* [WHAT YOU HAVE TO DO] Please output each entry exactly as it appears.

* [MATERIAL SHOWN]
○ ○ ○

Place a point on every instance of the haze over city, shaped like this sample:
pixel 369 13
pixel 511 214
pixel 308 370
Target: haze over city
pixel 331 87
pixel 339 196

○ ○ ○

* [ANSWER BOX]
Place a point on every instance of the haze over city, shaped like this sample:
pixel 369 13
pixel 511 214
pixel 308 370
Target: haze over city
pixel 331 87
pixel 339 196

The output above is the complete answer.